Фрагмент текста
# # # # # # #
Читаем Вяземский полностью

Поражены и оскорблены были не только реальные и возможные сотрудники «Европейца» — все честные русские писатели. Гибель журнала означала только одно: делать что-либо так, как велит совесть, в России невозможно. «Я вместе с тобой лишился сильного побуждения к трудам слбвесным, — писал Баратынский Киреевскому. — Запрещение твоего журнала просто наводит на меня хандру и, судя по письму твоему, и на тебя навело меланхолию. Что делать! Будем мыслить в молчании и оставим литературное поприще Полевым и Булгариным… Заключимся в своем кругу, как первые братия христиане, обладатели света, гонимого в свое время, а ныне торжествующего. Будем писать, не печатая». К тому, чтобы «писать, не печатая», литераторы в России уже понемногу привыкали, но все же падение Киреевского было слишком внезапным, слишком жутким, почти инфернальным — и потому казалось, что можно еще что-то исправить, логически объяснить запретившим, что нет никаких намеков в якобы опасных статьях, что автор их — скромный, образованный, умный молодой человек примерного поведения… Попытки хоть как-то помочь Киреевскому в беде сделали только два человека — Жуковский и Вяземский.

Жуковским руководило главным образом родственное чувство — Киреевский доводился ему внучатым племянником. Его могли сослать (и даже ходили слухи, что уже отдан приказ посадить его в крепость…). Жуковский написал по поводу Киреевского два письма — Бенкендорфу и императору. В личном разговоре с царем он сказал, что ручается за Киреевского.

— А за тебя кто поручится? — раздраженно спросил Николай.

И хотя через несколько дней он публично «помирился» с Жуковским, тот был оскорблен и при первом же удобном случае взял себе годовой отпуск для лечения.
# # # # # # #
Исходные данные
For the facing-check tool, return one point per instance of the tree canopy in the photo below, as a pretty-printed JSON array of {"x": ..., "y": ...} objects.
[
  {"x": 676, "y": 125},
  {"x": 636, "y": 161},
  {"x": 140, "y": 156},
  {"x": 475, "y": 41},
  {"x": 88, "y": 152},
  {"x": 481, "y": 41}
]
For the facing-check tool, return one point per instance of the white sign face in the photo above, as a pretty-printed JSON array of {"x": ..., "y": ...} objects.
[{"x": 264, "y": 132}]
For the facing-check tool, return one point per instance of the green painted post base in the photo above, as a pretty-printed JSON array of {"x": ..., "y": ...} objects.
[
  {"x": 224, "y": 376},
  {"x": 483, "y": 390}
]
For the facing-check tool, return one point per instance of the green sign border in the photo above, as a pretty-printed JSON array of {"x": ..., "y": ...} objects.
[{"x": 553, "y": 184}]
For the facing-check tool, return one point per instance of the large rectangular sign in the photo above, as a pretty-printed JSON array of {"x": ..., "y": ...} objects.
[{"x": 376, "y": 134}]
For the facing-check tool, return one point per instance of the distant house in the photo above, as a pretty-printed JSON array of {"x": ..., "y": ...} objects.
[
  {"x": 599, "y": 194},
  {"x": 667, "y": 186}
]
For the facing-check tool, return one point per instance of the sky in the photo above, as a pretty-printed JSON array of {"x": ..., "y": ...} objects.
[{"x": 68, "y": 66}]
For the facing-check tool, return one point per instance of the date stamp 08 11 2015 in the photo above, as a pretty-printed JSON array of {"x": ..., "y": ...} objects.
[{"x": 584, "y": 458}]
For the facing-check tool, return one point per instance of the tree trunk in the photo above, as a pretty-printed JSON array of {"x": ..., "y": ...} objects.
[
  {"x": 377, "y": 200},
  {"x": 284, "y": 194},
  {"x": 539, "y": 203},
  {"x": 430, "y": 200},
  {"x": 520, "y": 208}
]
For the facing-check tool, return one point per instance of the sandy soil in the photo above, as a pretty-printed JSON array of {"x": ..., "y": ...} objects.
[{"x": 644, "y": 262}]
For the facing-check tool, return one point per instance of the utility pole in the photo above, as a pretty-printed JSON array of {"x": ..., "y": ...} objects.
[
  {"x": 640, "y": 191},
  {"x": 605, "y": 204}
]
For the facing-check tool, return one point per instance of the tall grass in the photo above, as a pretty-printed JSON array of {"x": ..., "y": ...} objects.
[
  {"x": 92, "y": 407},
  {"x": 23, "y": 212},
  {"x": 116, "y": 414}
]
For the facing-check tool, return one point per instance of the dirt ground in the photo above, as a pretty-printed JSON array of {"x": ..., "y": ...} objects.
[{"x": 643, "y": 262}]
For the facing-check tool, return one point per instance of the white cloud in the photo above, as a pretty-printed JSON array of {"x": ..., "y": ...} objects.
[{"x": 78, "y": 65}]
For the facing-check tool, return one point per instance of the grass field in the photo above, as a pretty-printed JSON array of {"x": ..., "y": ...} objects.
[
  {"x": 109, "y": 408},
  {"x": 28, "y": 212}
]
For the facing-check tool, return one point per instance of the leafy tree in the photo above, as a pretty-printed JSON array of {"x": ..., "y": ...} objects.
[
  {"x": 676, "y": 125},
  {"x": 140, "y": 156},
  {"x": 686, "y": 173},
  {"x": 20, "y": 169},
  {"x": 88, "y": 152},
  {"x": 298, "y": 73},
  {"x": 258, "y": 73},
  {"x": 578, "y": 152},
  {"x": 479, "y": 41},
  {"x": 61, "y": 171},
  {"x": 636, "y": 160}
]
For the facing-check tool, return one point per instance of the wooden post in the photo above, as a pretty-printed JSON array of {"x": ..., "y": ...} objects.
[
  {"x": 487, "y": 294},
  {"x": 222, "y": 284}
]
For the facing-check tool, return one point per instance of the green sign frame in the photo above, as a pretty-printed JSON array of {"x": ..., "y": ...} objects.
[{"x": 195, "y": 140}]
# # # # # # #
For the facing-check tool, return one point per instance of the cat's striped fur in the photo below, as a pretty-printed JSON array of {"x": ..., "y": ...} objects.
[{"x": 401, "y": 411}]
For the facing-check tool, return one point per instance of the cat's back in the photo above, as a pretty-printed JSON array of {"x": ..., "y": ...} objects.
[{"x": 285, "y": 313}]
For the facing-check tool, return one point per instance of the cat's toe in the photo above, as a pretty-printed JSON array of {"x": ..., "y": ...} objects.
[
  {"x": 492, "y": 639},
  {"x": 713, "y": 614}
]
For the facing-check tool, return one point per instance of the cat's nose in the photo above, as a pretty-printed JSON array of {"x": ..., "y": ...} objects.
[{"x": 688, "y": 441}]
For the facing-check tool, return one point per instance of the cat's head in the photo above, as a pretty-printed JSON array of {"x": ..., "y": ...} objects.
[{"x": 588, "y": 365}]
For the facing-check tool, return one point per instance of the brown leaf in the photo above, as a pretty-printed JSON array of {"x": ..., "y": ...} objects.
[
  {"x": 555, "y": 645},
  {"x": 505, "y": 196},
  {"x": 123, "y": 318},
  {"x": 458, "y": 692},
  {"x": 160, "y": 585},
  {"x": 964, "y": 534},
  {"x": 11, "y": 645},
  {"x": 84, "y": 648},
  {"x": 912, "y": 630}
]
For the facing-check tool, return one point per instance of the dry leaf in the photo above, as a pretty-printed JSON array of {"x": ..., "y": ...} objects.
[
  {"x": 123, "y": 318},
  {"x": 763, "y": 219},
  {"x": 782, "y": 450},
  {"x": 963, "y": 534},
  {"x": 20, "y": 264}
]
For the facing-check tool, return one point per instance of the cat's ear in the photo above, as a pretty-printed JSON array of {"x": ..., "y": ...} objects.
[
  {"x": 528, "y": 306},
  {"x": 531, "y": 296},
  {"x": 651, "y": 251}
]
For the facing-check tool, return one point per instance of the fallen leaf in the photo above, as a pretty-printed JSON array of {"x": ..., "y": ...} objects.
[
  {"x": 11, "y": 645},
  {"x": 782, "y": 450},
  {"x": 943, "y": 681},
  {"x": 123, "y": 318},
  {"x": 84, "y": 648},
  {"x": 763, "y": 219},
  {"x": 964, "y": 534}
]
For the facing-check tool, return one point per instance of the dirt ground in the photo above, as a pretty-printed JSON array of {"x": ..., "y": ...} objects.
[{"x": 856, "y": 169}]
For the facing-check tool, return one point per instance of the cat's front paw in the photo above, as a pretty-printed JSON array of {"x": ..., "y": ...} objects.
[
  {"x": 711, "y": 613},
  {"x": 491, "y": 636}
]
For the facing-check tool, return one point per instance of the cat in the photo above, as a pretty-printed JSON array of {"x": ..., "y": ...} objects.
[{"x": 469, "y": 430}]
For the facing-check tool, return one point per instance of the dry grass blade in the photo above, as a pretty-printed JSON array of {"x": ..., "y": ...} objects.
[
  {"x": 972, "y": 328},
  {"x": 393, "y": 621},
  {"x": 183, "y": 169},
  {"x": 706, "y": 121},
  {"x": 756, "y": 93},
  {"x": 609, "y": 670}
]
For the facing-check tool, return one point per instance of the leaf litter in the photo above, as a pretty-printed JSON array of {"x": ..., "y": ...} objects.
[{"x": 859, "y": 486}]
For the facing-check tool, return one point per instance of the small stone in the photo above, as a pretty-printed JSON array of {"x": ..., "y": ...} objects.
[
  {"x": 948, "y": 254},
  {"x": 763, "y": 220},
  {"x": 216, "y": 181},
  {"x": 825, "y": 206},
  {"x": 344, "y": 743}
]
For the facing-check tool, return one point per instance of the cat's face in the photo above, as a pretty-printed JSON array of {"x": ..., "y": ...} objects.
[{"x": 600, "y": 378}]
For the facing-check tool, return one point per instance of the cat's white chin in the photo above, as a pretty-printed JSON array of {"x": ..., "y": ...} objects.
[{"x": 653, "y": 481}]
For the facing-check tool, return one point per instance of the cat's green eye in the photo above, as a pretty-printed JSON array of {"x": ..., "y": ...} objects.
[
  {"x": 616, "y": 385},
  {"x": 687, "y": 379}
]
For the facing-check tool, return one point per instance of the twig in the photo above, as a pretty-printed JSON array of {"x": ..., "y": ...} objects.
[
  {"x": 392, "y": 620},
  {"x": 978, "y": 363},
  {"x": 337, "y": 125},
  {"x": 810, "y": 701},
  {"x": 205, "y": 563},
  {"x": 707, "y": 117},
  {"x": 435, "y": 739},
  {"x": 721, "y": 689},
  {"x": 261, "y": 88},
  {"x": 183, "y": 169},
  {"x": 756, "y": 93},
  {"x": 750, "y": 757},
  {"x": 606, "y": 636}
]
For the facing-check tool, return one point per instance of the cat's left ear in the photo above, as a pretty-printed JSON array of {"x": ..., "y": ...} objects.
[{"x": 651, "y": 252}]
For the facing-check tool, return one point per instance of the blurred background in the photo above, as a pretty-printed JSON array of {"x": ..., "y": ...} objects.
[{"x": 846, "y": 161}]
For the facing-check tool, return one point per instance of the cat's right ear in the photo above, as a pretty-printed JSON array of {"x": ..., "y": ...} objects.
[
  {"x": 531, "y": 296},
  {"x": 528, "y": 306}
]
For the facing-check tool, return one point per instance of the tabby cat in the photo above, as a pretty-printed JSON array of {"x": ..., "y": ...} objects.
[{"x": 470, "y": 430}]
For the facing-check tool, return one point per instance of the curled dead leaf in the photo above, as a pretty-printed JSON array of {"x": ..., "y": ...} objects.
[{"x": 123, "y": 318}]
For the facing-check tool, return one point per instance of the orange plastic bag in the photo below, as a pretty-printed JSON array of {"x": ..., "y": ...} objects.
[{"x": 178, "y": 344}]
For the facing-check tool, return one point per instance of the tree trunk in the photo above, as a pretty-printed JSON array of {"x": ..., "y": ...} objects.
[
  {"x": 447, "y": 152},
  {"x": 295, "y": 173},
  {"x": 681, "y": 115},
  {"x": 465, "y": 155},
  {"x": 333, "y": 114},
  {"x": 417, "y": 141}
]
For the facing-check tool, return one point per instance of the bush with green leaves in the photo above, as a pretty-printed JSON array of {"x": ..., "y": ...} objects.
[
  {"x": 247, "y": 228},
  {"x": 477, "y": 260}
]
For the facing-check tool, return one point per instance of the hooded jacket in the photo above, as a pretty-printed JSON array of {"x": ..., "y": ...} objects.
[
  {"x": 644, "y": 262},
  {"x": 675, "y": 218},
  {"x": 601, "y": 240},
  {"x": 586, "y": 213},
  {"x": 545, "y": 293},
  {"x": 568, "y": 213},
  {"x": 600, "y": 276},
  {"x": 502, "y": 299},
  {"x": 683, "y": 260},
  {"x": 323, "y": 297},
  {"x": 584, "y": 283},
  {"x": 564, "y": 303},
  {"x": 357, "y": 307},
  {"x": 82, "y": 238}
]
# # # # # # #
Что сделать
Выпишите дословно часть текста о запрете журнала «Европеец», начиная со слов «Жуковским руководило главным» и заканчивая словами «раздраженно спросил Николай.».

Результат выполнения
Жуковским руководило главным образом родственное чувство — Киреевский доводился ему внучатым племянником. Его могли сослать (и даже ходили слухи, что уже отдан приказ посадить его в крепость…). Жуковский написал по поводу Киреевского два письма — Бенкендорфу и императору. В личном разговоре с царем он сказал, что ручается за Киреевского.

— А за тебя кто поручится? — раздраженно спросил Николай.